[Supplied material — start]

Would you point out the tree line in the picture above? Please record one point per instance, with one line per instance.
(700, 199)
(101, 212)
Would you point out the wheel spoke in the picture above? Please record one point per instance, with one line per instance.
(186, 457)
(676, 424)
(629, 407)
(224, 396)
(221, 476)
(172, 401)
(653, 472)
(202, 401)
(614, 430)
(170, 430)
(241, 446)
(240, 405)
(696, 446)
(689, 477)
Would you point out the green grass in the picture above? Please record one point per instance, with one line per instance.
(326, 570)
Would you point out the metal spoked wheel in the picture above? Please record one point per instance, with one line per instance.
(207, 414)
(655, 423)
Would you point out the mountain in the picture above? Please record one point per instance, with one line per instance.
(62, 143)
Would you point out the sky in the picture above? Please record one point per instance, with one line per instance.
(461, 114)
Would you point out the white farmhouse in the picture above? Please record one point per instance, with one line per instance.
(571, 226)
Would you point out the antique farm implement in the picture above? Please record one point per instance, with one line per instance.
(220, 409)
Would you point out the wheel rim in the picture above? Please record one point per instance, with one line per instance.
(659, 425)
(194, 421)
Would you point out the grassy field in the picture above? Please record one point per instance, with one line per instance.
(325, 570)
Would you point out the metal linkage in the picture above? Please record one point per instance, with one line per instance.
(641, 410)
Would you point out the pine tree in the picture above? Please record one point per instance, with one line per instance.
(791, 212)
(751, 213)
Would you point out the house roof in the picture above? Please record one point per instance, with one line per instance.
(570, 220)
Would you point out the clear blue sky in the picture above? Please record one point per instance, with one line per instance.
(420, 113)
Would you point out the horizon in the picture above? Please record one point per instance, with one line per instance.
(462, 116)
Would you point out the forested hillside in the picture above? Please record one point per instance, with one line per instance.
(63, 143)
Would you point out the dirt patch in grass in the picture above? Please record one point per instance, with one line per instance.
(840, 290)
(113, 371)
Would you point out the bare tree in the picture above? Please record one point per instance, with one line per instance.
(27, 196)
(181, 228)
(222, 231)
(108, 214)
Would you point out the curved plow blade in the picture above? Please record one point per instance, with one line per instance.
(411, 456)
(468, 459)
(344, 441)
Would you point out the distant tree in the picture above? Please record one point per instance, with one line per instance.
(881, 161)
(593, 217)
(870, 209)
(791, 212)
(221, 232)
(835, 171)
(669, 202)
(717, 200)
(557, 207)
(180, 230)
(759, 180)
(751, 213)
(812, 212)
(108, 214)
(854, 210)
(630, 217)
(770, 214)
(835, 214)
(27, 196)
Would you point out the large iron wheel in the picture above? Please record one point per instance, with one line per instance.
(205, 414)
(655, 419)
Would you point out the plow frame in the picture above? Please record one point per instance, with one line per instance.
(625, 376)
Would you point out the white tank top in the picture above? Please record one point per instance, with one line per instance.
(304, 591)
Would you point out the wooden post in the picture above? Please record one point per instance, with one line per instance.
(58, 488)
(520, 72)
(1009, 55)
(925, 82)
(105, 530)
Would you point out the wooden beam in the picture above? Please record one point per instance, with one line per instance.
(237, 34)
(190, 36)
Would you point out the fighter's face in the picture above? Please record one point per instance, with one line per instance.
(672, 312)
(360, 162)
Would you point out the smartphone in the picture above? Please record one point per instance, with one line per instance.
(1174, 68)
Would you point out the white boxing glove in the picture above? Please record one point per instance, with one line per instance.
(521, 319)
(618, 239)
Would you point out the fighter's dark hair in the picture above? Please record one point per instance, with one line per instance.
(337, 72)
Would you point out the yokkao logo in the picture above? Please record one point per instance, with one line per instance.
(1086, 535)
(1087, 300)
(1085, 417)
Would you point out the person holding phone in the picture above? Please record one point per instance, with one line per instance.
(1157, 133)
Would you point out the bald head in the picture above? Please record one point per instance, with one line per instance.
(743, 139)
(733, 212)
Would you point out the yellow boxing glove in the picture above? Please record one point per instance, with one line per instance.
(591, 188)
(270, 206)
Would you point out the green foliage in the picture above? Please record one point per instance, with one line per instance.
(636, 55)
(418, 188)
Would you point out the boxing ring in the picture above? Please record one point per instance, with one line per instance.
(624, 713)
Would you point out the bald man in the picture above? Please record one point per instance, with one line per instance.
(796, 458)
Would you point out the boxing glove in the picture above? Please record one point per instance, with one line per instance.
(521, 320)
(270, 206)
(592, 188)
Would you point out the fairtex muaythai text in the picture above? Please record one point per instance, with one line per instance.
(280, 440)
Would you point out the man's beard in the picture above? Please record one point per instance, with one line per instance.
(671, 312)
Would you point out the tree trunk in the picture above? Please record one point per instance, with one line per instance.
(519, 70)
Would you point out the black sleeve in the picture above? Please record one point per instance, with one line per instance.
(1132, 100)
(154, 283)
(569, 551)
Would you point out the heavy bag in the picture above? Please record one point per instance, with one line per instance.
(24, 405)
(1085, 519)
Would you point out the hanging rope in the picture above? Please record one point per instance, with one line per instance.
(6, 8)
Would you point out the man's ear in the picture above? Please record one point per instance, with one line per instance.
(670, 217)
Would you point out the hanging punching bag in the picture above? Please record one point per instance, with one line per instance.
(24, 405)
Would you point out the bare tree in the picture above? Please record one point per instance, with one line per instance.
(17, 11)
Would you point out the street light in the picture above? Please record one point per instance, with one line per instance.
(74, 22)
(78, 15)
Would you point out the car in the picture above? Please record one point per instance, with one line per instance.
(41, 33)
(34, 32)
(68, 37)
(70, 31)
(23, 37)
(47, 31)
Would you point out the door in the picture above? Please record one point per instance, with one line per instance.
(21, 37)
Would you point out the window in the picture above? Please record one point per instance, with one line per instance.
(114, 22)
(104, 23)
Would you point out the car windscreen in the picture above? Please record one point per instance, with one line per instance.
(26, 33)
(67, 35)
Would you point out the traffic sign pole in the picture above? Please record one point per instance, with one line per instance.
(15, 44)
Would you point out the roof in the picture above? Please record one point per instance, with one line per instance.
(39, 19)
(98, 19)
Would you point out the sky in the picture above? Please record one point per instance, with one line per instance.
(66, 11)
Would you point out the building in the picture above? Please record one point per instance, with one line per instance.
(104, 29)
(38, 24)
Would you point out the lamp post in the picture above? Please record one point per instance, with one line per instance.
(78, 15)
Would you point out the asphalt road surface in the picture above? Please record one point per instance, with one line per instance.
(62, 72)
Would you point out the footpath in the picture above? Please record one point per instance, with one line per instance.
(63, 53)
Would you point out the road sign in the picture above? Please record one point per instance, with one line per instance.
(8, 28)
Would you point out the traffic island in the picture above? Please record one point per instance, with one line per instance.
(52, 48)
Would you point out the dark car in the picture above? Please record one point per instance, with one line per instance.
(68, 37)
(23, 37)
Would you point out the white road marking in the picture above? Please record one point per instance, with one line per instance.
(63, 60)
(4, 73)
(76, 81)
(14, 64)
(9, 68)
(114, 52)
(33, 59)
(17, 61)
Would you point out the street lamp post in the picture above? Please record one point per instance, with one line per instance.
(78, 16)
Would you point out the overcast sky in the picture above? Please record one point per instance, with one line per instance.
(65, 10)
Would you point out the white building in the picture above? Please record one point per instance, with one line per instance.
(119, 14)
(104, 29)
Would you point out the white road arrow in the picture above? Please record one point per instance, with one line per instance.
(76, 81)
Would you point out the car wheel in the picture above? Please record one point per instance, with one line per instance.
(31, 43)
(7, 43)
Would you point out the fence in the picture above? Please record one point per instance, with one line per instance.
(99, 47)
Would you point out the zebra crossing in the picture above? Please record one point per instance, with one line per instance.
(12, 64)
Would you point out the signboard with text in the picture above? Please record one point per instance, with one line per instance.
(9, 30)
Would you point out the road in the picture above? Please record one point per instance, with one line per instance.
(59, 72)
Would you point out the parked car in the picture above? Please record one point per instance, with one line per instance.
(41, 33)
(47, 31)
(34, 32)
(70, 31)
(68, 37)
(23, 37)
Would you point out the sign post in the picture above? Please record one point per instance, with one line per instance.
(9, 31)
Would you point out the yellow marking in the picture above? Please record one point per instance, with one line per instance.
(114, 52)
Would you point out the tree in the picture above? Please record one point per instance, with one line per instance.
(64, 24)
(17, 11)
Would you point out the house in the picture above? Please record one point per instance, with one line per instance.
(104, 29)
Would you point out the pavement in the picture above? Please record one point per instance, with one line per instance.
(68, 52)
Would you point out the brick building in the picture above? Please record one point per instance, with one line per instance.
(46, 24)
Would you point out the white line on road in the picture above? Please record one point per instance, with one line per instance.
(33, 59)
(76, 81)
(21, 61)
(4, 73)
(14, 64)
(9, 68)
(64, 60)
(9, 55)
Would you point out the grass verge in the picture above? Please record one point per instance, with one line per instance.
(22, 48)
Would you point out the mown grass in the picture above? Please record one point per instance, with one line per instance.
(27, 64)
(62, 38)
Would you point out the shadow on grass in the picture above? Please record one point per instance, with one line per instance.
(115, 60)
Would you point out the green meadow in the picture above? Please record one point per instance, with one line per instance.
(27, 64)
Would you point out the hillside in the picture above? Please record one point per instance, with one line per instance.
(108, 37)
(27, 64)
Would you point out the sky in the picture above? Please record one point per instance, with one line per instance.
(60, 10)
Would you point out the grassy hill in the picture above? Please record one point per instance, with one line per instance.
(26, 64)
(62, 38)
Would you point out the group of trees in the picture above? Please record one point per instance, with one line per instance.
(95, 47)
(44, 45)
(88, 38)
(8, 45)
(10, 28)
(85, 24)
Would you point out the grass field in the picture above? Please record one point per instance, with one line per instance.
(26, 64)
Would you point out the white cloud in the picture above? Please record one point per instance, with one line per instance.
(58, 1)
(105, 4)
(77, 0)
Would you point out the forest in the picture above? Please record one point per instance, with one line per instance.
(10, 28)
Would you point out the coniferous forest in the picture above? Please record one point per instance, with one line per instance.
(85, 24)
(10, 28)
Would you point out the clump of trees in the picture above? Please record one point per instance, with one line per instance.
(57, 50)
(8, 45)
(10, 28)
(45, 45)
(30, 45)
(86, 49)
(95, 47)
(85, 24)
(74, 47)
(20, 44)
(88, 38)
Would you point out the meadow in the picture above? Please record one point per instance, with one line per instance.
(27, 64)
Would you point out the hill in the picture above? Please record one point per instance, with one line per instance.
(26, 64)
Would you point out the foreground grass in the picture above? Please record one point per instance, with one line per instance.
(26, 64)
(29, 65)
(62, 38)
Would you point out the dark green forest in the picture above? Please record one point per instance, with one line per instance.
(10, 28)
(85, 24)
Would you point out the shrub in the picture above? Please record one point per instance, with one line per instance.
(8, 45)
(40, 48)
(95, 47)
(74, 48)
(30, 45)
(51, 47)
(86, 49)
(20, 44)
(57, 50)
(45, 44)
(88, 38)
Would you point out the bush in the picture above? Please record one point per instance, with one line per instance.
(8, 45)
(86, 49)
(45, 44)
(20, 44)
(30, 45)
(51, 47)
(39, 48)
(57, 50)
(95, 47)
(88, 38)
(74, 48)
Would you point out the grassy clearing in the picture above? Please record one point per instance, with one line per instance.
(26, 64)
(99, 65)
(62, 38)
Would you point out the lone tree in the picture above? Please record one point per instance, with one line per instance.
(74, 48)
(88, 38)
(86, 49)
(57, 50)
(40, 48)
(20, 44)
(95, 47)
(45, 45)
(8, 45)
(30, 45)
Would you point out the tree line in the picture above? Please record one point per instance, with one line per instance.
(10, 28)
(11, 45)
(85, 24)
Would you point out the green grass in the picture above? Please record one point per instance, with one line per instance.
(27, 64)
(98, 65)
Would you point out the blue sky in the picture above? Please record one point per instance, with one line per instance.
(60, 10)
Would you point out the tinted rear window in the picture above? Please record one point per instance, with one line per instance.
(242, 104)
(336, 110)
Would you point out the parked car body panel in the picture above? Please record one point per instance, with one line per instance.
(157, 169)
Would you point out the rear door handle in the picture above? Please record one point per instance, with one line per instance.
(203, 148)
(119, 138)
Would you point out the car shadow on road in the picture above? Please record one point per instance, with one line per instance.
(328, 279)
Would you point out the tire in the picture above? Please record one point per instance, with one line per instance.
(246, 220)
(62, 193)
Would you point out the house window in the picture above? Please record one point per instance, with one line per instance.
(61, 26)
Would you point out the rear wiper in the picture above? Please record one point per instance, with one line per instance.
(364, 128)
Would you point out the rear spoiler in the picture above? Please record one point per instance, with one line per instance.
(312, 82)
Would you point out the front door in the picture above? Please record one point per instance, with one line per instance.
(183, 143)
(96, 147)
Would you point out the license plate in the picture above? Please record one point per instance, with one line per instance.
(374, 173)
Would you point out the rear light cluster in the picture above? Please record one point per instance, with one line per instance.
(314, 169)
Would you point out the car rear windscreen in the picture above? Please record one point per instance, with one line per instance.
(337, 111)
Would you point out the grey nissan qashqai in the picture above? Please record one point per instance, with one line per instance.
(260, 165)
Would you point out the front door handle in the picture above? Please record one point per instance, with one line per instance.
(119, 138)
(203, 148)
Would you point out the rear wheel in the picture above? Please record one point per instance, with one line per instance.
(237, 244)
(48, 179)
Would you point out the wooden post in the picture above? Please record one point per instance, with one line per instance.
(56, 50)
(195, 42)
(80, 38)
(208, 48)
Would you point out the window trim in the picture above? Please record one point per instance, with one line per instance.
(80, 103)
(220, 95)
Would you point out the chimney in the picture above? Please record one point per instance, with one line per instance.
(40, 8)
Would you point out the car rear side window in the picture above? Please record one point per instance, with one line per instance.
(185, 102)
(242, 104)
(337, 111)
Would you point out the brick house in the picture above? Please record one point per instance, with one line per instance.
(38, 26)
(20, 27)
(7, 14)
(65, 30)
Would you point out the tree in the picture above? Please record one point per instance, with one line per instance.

[Supplied material — finish]

- What you need to do
Reproduce, unchanged, the line containing "Would you point out the front door handle" and each line after it through the end of the listing above, and nothing else.

- Written solution
Would you point out the front door handle in the picture above? Please record one point per instance, with one line per instance.
(119, 138)
(203, 148)
Would you point out the rear wheel in the picture above? Please record one point per instance, with one line per instance.
(237, 244)
(48, 179)
Would you point out the wooden post in the picture above? Please record one point per instance, with one line per instance.
(56, 50)
(195, 42)
(80, 38)
(208, 48)
Would you point out the window trim in the picture above? Please record one point per instance, with one line per instance.
(80, 103)
(220, 95)
Would you point out the chimney in the picture above? Please record one point per instance, with one line per instance.
(40, 8)
Would you point out the car rear side window in the picture above? Please record one point per instance, with one line per instance.
(185, 102)
(242, 104)
(337, 111)
Would you point out the brick house in the picture above? Please record one point per instance, with one line per instance.
(38, 26)
(20, 27)
(7, 14)
(65, 30)
Would you point out the tree in the picture above? Please record one point per instance, with one line per instance.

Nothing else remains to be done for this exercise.